Contour labeling listing:
** START **
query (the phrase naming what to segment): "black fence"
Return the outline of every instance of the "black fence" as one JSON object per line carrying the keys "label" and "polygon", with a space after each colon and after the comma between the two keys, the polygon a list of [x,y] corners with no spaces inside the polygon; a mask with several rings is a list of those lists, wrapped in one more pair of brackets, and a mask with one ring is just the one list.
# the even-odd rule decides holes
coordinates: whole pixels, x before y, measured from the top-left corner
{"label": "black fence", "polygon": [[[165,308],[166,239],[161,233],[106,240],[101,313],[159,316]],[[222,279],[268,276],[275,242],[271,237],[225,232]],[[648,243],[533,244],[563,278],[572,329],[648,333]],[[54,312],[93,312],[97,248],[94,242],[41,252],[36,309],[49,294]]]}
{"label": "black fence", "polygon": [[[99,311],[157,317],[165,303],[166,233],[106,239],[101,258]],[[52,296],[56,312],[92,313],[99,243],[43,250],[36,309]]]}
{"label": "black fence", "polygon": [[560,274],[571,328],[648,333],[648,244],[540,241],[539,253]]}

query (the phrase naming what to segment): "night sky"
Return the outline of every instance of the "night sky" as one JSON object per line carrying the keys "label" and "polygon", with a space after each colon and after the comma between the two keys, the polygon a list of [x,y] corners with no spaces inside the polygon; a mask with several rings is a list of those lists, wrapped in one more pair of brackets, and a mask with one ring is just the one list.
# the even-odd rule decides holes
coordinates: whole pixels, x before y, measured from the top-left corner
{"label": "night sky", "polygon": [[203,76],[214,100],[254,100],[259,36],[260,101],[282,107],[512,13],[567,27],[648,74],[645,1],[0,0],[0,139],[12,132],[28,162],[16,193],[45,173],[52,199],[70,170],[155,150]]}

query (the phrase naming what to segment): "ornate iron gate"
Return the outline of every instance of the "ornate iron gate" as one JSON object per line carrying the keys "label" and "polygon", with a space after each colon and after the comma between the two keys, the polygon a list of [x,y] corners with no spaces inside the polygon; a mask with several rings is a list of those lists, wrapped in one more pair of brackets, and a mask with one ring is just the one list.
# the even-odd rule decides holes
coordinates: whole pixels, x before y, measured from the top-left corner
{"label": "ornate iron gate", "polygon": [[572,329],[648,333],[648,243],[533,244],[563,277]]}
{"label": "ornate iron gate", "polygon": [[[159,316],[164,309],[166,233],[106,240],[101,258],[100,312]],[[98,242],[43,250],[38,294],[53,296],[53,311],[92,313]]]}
** END **
How many lines of the listing contain the string "phrase"? Matching is case-sensitive; reply with the number only.

3